Условие задачи ->
Оформите в виде таблицы Markdown строки с самого начала до строки с «[0,43,61,73]» включительно, не считая пустых. Столбцы назовите «Номер» и «Текст».

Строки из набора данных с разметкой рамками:

__________________________________________________

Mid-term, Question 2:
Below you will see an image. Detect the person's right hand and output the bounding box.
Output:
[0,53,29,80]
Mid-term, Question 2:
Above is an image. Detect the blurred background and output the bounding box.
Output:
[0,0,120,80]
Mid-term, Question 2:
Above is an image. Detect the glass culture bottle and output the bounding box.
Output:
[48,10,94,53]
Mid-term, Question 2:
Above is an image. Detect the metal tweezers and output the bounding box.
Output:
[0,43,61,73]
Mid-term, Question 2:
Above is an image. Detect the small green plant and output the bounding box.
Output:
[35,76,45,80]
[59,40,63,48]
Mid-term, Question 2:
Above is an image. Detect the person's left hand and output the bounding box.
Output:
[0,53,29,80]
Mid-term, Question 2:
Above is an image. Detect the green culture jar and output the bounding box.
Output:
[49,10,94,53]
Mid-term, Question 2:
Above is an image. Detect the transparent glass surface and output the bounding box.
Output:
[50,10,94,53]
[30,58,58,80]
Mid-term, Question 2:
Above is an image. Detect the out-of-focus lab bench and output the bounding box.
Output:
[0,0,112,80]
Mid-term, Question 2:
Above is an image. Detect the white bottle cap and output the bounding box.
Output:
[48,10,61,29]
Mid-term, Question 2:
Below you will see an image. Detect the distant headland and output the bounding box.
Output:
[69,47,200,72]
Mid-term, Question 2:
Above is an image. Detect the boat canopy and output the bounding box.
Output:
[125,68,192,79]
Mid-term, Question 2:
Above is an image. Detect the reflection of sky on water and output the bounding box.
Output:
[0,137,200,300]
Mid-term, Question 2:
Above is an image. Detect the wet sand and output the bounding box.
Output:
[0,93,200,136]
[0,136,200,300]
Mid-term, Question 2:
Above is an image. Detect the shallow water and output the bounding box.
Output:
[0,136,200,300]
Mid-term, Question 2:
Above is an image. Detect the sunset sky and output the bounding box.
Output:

__________________________________________________

Ответ к задаче ->
| Номер | Текст |
|---|---|
| 1 | Mid-term, Question 2: |
| 2 | Below you will see an image. Detect the person's right hand and output the bounding box. |
| 3 | Output: |
| 4 | [0,53,29,80] |
| 5 | Mid-term, Question 2: |
| 6 | Above is an image. Detect the blurred background and output the bounding box. |
| 7 | Output: |
| 8 | [0,0,120,80] |
| 9 | Mid-term, Question 2: |
| 10 | Above is an image. Detect the glass culture bottle and output the bounding box. |
| 11 | Output: |
| 12 | [48,10,94,53] |
| 13 | Mid-term, Question 2: |
| 14 | Above is an image. Detect the metal tweezers and output the bounding box. |
| 15 | Output: |
| 16 | [0,43,61,73] |